>> START Material supplied

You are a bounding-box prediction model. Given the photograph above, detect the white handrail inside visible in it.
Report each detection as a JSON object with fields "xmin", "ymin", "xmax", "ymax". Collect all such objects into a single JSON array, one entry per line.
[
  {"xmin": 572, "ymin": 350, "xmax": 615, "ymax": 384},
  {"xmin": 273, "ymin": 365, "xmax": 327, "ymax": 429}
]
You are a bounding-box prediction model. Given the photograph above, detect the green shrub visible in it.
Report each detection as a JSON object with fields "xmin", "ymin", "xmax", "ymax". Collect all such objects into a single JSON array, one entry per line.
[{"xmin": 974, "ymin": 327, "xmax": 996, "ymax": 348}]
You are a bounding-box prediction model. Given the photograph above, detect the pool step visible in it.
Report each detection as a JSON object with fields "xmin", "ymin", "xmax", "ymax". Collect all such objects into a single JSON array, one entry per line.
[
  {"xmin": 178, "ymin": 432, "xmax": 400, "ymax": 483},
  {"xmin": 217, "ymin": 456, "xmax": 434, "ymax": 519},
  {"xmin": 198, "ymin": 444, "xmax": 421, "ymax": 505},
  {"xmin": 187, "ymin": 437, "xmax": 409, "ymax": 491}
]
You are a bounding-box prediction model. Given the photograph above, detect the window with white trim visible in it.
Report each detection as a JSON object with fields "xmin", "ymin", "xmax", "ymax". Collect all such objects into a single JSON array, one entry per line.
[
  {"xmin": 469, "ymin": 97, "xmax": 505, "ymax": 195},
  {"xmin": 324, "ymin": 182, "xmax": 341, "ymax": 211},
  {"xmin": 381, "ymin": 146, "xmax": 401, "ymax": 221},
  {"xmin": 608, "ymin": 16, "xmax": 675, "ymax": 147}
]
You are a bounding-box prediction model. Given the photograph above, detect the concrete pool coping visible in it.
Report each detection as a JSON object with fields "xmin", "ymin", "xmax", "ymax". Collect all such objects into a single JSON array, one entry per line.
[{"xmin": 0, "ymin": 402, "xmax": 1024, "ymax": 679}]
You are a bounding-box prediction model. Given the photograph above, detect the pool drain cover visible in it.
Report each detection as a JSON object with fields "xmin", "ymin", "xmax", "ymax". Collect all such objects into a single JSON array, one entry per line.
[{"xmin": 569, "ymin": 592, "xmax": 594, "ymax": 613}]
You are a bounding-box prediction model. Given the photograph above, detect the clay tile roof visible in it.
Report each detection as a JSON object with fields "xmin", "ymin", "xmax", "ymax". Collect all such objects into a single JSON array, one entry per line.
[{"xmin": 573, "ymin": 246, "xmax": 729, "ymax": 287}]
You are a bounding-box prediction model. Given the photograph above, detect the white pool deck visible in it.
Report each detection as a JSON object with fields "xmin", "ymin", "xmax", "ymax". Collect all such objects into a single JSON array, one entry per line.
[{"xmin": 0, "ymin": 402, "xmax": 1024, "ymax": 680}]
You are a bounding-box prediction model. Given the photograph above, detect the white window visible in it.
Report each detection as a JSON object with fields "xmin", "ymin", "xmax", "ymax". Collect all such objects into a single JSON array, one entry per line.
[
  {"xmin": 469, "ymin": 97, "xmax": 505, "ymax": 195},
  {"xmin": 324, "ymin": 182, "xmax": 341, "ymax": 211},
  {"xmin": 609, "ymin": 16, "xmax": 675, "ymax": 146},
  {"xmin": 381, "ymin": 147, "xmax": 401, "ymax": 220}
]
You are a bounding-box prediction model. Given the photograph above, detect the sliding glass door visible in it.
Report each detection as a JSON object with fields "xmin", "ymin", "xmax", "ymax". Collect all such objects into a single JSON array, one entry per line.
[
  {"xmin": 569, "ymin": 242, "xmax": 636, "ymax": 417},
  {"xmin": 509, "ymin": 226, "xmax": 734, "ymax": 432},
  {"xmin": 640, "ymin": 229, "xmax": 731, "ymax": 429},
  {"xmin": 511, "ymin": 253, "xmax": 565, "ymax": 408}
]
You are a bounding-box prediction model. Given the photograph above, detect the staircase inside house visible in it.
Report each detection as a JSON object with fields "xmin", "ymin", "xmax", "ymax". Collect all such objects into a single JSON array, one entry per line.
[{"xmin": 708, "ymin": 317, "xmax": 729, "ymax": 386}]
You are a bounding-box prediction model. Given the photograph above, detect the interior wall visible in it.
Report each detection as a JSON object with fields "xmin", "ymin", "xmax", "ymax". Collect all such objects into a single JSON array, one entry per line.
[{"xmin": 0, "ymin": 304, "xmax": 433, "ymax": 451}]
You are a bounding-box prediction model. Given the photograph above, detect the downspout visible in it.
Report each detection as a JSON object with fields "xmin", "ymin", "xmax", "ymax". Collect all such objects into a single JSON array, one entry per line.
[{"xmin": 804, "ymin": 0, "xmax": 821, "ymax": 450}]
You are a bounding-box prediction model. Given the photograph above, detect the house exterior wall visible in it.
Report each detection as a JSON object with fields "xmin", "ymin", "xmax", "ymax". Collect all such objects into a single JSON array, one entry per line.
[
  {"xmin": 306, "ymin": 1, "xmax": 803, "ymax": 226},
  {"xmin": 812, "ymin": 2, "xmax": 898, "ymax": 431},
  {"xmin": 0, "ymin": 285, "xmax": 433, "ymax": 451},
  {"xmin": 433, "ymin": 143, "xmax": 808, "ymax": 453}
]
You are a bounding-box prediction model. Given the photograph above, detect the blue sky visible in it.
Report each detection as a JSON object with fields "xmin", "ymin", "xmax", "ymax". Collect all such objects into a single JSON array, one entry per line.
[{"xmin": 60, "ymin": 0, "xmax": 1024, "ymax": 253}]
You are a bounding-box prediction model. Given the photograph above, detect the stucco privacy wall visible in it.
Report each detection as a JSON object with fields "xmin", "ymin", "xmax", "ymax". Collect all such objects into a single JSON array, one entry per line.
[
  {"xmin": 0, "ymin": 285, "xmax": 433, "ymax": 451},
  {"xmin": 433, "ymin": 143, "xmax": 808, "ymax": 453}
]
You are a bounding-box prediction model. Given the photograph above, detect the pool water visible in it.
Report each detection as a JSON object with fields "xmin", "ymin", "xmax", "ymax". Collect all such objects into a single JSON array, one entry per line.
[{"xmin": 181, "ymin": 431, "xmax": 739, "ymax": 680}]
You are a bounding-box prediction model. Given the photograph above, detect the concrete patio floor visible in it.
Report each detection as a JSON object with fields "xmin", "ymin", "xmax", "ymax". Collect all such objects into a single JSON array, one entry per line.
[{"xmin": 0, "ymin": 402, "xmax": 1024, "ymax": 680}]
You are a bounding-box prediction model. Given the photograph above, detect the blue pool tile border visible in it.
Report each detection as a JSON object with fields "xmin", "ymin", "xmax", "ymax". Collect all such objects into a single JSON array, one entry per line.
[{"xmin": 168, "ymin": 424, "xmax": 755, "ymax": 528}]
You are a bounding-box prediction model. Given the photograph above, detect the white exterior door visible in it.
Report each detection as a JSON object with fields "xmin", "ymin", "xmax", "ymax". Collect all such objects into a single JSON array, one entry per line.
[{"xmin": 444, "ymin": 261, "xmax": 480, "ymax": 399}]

>> END Material supplied

— Instructions for the task —
Copy all of the records above word for word.

— Complete answer —
You are a bounding-box prediction model. Given the photograph above, detect the white handrail inside visible in it.
Report each detection as a JSON object with fields "xmin", "ymin", "xmax", "ymax". Collect all such objects into a single JSON array, one entry per line.
[
  {"xmin": 572, "ymin": 350, "xmax": 615, "ymax": 384},
  {"xmin": 273, "ymin": 365, "xmax": 327, "ymax": 429}
]
You are a bounding-box prediction model. Given the photograph above, detect the green shrub visible in it.
Report each detection as a JSON object with fields "xmin", "ymin", "xmax", "ymax". Collect all such objects into a single JSON array, one entry per line.
[{"xmin": 974, "ymin": 327, "xmax": 996, "ymax": 348}]
You are a bounding-box prediction model. Given the photograph above, detect the pool step visible in it.
Report each detection as a JSON object with fields "xmin", "ymin", "xmax", "ymax". Collect all such objects into a single JSON array, one entry per line.
[
  {"xmin": 178, "ymin": 432, "xmax": 400, "ymax": 483},
  {"xmin": 217, "ymin": 456, "xmax": 434, "ymax": 519},
  {"xmin": 198, "ymin": 444, "xmax": 421, "ymax": 505},
  {"xmin": 187, "ymin": 437, "xmax": 409, "ymax": 491}
]
You are a bounding-box prediction model. Given the photograph above, detect the window with white trim visible in it.
Report each detection as a JSON object with fields "xmin", "ymin", "xmax", "ymax". Collect all such objects into a single JSON array, one entry per line.
[
  {"xmin": 469, "ymin": 97, "xmax": 505, "ymax": 195},
  {"xmin": 324, "ymin": 182, "xmax": 341, "ymax": 211},
  {"xmin": 381, "ymin": 146, "xmax": 401, "ymax": 221},
  {"xmin": 608, "ymin": 16, "xmax": 675, "ymax": 147}
]
You are a bounding-box prediction model. Given the photograph above, detect the concrete pool coping visible in it.
Report each detection as a JSON object with fields "xmin", "ymin", "xmax", "ymax". Collect all such objects into a single JSON array, one entry per line.
[{"xmin": 0, "ymin": 402, "xmax": 1024, "ymax": 679}]
You are a bounding-box prediction model. Given the photograph above, detect the pool drain cover visible in it.
Report each detection as a JSON object with fields "xmin", "ymin", "xmax", "ymax". Collect all such objects into a single JSON array, one entry per line.
[{"xmin": 569, "ymin": 592, "xmax": 594, "ymax": 613}]
You are a bounding-box prediction model. Given the photograph above, detect the clay tile roof visible in it.
Report each detection as a JSON object with fields "xmin", "ymin", "xmax", "ymax". Collect all such objects into a single JSON array, one entry per line.
[{"xmin": 573, "ymin": 246, "xmax": 729, "ymax": 287}]
You are a bounding-box prediction model. Given the photograph above, detect the white pool deck visible in it.
Report each detection as a JSON object with fields "xmin", "ymin", "xmax", "ymax". Collect all such objects into a single JSON array, one entry per line.
[{"xmin": 0, "ymin": 402, "xmax": 1024, "ymax": 680}]
You are a bounding-box prediction model. Given the photograph above, detect the white window visible in it.
Report each detection as a JSON object with fields "xmin", "ymin", "xmax", "ymax". Collect all such objects into a single JSON array, one entry per line.
[
  {"xmin": 469, "ymin": 97, "xmax": 505, "ymax": 195},
  {"xmin": 324, "ymin": 182, "xmax": 341, "ymax": 211},
  {"xmin": 609, "ymin": 16, "xmax": 675, "ymax": 146},
  {"xmin": 381, "ymin": 147, "xmax": 401, "ymax": 220}
]
You are a bounding-box prediction model. Given the photograph above, detect the sliding glass door visible in it.
Report each detection as a JSON object with fields "xmin", "ymin", "xmax", "ymax". Collect all such objects into a single JSON array, one entry per line.
[
  {"xmin": 569, "ymin": 242, "xmax": 636, "ymax": 417},
  {"xmin": 509, "ymin": 226, "xmax": 734, "ymax": 432},
  {"xmin": 640, "ymin": 229, "xmax": 731, "ymax": 429},
  {"xmin": 511, "ymin": 253, "xmax": 565, "ymax": 408}
]
You are a bounding-box prediction model. Given the photograph above, detect the staircase inside house visible in it.
Report each detection as a JSON object with fields "xmin", "ymin", "xmax", "ymax". Collect all such objects into a single JSON array, one entry per line.
[{"xmin": 708, "ymin": 317, "xmax": 729, "ymax": 386}]
You are a bounding-box prediction model. Given the photograph above, detect the interior wall visible in it.
Report each detection as a JSON object with fields "xmin", "ymin", "xmax", "ymax". Collect all such objects into a single JSON array, one entry per line.
[{"xmin": 0, "ymin": 304, "xmax": 433, "ymax": 451}]
You are a bounding-box prediction model. Given the photograph above, detect the downspout visible in it.
Report each detection as a JSON object with fields "xmin", "ymin", "xmax", "ymax". Collect all such objects into a single JSON array, one entry per line.
[{"xmin": 804, "ymin": 0, "xmax": 821, "ymax": 450}]
You are a bounding-box prediction model. Given the photograph above, detect the house exterior wall visible in it.
Report each detection as a JSON object with fields "xmin", "ymin", "xmax", "ymax". Collect all such objects into a single JSON array, one entry per line.
[
  {"xmin": 306, "ymin": 1, "xmax": 803, "ymax": 226},
  {"xmin": 812, "ymin": 2, "xmax": 898, "ymax": 431},
  {"xmin": 0, "ymin": 285, "xmax": 433, "ymax": 451},
  {"xmin": 433, "ymin": 143, "xmax": 808, "ymax": 453}
]
You are a bounding-box prediction model. Given the photograph above, detect the blue sky visible in it.
Report each detection as a JSON object with fields "xmin", "ymin", "xmax", "ymax". Collect all such objects into a single JSON array, one entry per line.
[{"xmin": 60, "ymin": 0, "xmax": 1024, "ymax": 253}]
You are a bounding-box prediction model. Given the photograph above, detect the stucco privacy wall visible in it.
Report each detection as a JSON object with fields "xmin", "ymin", "xmax", "ymax". Collect all such objects into a single JSON array, one entry per line.
[
  {"xmin": 0, "ymin": 285, "xmax": 433, "ymax": 451},
  {"xmin": 433, "ymin": 143, "xmax": 808, "ymax": 453}
]
You are a bounding-box prediction model. Given the photograph above, detect the pool water visible in it.
Report each detection as a JSON object with fields "xmin", "ymin", "xmax", "ymax". Collect all such objects into a single JSON array, one entry per line.
[{"xmin": 181, "ymin": 431, "xmax": 739, "ymax": 680}]
You are a bounding-box prediction model. Given the photograph above, detect the concrete patio floor visible in it.
Report each detection as a JSON object with fields "xmin", "ymin", "xmax", "ymax". Collect all such objects into a single JSON array, one entry per line.
[{"xmin": 0, "ymin": 402, "xmax": 1024, "ymax": 680}]
You are a bounding-box prediction model. Given the photograph above, detect the blue pool tile border visible in it.
Report each detection as a JSON object with fields "xmin", "ymin", "xmax", "ymax". Collect all such objects into a single JSON array, one entry per line.
[{"xmin": 168, "ymin": 424, "xmax": 755, "ymax": 528}]
You are a bounding-box prediction model. Given the photograph above, detect the white exterior door visible in it.
Report each detection as a JSON object with fields "xmin", "ymin", "xmax", "ymax". Collect all such objects into a single JSON array, one entry per line.
[{"xmin": 444, "ymin": 261, "xmax": 480, "ymax": 399}]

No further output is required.